SUPPLIED RECORDS =>

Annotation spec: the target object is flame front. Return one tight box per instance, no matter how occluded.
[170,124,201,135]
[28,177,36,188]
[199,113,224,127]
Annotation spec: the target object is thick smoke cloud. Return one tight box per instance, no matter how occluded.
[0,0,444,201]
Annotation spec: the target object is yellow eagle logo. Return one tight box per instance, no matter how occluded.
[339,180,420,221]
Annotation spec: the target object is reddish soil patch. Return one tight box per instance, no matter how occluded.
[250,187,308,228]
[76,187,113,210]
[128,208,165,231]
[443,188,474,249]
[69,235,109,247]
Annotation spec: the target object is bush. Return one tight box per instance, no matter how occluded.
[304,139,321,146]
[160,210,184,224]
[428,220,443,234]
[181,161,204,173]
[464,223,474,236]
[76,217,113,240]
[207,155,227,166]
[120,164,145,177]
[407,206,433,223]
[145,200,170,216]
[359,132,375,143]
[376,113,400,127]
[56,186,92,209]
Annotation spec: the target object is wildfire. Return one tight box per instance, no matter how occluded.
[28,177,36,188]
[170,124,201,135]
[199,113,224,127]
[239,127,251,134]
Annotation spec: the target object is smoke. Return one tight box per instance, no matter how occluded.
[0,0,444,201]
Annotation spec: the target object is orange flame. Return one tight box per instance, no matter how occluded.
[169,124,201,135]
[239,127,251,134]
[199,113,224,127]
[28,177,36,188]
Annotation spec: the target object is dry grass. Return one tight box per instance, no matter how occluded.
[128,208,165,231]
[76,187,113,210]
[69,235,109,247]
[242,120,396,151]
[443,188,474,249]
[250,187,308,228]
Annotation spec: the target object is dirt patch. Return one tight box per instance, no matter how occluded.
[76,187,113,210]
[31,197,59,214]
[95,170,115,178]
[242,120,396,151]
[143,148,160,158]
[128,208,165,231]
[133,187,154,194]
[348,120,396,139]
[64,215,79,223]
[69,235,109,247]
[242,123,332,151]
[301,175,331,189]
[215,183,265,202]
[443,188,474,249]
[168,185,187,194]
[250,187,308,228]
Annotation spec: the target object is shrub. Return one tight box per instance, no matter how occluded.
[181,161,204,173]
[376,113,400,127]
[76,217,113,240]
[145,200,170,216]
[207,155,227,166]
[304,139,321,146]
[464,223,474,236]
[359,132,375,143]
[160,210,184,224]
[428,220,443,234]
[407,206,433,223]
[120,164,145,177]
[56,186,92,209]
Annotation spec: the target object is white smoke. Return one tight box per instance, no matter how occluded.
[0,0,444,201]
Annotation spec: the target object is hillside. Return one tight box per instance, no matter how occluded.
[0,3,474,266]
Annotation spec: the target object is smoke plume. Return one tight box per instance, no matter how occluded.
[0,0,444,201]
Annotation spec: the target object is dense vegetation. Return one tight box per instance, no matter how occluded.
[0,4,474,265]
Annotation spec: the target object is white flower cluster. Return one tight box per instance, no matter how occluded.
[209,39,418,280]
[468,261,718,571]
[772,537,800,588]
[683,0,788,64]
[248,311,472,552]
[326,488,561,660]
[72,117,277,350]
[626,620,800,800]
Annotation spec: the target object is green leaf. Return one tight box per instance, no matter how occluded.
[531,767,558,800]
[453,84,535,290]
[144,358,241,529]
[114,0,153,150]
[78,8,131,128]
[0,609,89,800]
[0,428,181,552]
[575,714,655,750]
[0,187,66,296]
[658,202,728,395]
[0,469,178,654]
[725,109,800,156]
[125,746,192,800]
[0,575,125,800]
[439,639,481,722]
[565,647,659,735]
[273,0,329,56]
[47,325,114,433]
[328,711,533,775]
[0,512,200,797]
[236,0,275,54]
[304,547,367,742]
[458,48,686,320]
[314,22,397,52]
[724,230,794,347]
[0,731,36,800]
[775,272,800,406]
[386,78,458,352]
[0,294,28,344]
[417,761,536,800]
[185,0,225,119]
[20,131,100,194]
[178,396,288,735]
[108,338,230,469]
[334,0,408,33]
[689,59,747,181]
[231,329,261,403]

WHAT TO DO =>
Report every line in the entries above that contains the string "smoke".

ANSWER BELOW =>
Annotation spec: the target object is thick smoke cloud. Return one tight box per instance, no matter how occluded.
Annotation spec: the target object is smoke. Return one tight box per instance, no matter how occluded.
Annotation spec: the target object is white smoke. Return one tight box per instance, no matter how occluded.
Annotation spec: the target object is smoke plume. Return one tight box per instance, no matter how occluded.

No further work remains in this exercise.